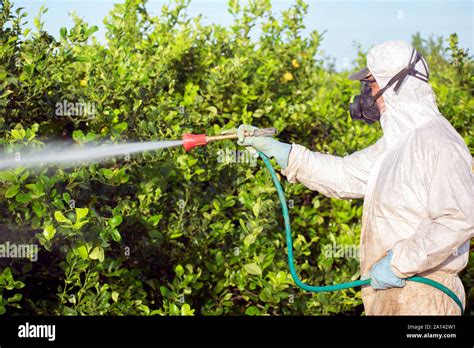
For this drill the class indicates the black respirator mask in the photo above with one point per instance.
(364, 106)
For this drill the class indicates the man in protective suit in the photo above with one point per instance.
(416, 181)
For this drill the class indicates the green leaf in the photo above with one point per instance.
(49, 232)
(61, 218)
(115, 221)
(115, 296)
(116, 235)
(252, 310)
(82, 252)
(121, 127)
(78, 136)
(12, 191)
(174, 309)
(186, 310)
(253, 268)
(63, 33)
(108, 173)
(23, 198)
(81, 213)
(97, 254)
(179, 270)
(91, 30)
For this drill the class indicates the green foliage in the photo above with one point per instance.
(169, 233)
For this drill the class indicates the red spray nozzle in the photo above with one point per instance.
(192, 140)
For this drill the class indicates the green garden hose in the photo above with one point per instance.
(291, 261)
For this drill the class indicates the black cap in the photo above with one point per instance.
(360, 75)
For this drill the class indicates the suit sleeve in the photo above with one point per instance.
(450, 214)
(333, 176)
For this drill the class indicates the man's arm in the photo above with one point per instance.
(450, 220)
(333, 176)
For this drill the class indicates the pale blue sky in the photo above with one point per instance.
(347, 21)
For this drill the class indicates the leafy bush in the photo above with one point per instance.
(166, 232)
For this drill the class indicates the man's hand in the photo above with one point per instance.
(269, 146)
(382, 276)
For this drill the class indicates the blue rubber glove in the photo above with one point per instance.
(382, 276)
(269, 146)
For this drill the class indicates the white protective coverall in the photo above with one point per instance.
(418, 190)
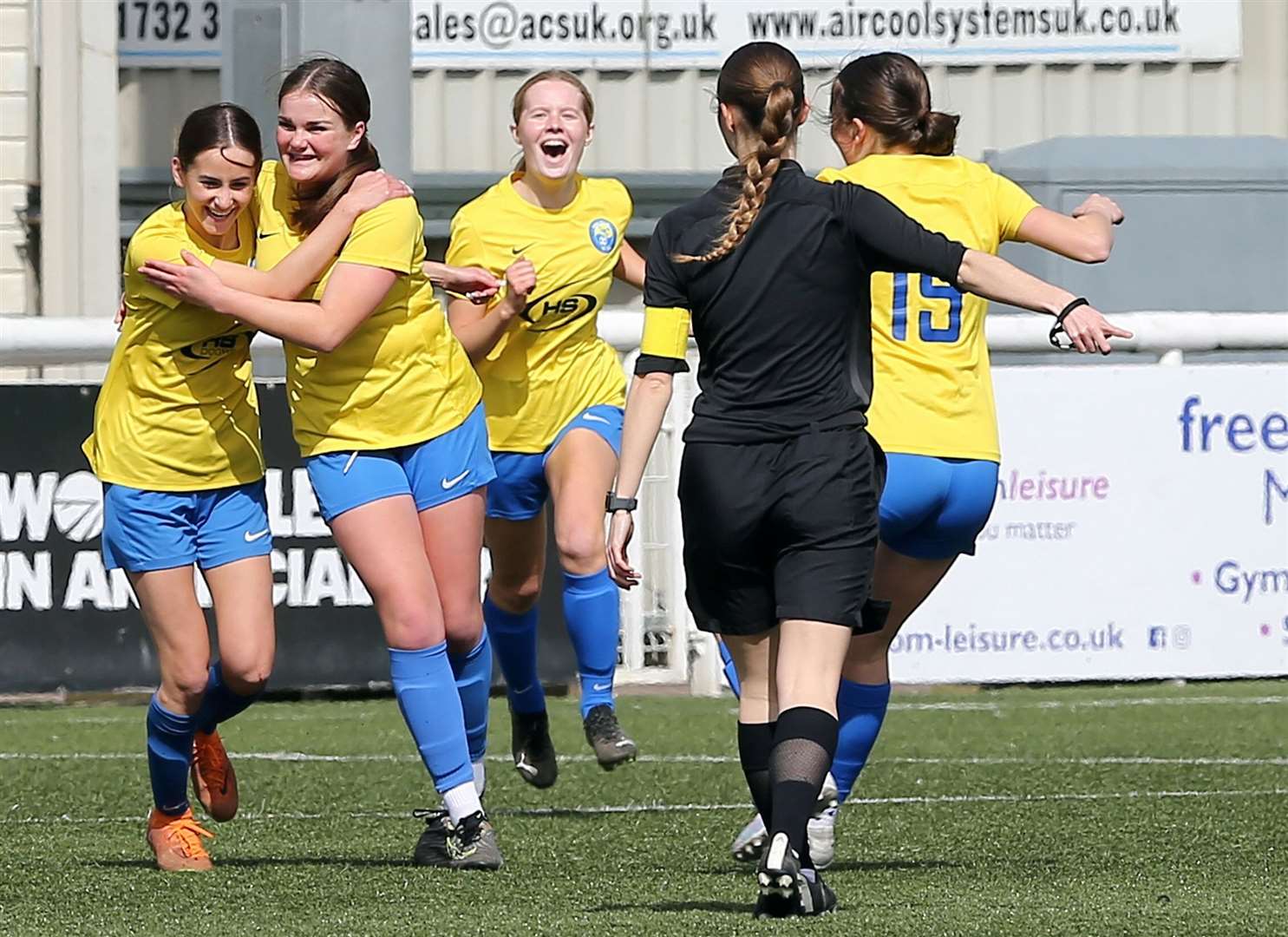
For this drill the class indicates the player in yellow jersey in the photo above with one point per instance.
(388, 416)
(932, 403)
(177, 445)
(554, 393)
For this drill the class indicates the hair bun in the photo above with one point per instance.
(938, 133)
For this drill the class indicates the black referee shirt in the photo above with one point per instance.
(783, 324)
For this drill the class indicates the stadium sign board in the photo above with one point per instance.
(698, 34)
(1140, 530)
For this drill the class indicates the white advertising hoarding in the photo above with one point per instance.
(1140, 530)
(685, 34)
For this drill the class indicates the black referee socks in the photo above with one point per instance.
(755, 743)
(804, 745)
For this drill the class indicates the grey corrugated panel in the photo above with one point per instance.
(1207, 218)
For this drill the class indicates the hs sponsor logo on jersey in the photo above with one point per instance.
(214, 348)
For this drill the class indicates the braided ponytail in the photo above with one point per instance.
(764, 82)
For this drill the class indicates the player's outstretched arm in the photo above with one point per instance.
(630, 267)
(477, 326)
(995, 278)
(1088, 235)
(645, 408)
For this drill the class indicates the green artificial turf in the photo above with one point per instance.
(1144, 809)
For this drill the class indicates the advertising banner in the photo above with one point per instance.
(687, 34)
(1140, 530)
(64, 621)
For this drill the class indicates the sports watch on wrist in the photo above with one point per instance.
(612, 503)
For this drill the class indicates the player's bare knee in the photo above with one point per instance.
(464, 626)
(581, 551)
(411, 629)
(186, 686)
(249, 678)
(515, 596)
(867, 651)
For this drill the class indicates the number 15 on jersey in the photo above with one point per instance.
(926, 288)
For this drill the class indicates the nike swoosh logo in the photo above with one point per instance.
(454, 482)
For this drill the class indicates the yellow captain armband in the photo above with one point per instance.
(666, 339)
(666, 331)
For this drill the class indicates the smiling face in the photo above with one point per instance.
(218, 186)
(552, 129)
(313, 140)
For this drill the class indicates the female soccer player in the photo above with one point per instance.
(554, 393)
(932, 413)
(387, 411)
(177, 445)
(778, 554)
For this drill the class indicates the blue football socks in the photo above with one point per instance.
(473, 673)
(169, 757)
(432, 709)
(860, 708)
(514, 639)
(220, 703)
(592, 619)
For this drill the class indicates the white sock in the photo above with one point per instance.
(461, 801)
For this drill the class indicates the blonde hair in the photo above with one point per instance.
(764, 82)
(587, 103)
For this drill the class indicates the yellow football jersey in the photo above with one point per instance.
(550, 364)
(932, 393)
(177, 410)
(402, 377)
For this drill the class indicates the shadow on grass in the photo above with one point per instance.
(741, 909)
(892, 865)
(265, 862)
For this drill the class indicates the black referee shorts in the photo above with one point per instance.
(781, 530)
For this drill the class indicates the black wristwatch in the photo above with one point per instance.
(612, 503)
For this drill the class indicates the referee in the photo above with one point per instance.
(780, 482)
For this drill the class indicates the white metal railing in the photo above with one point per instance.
(660, 642)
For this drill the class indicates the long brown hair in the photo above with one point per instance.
(587, 102)
(889, 92)
(764, 84)
(342, 89)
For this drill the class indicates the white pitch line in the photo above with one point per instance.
(951, 706)
(602, 809)
(308, 757)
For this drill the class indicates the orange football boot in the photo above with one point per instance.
(177, 842)
(212, 777)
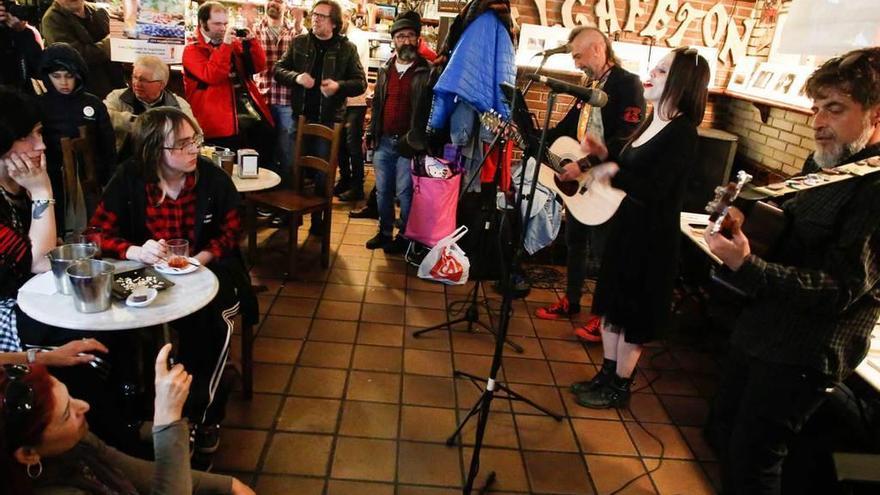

(Goal): Return every line above that contains the word "yellow". Case counts.

(Output for this exercise):
For this drill the class indicates the player in yellow jersey in the photo above with one point per instance.
For this drill the class indicates the yellow captain armband in the photo above with one point per instance.
For this drill the class indicates the yellow football jersey in the photo above with one point per instance.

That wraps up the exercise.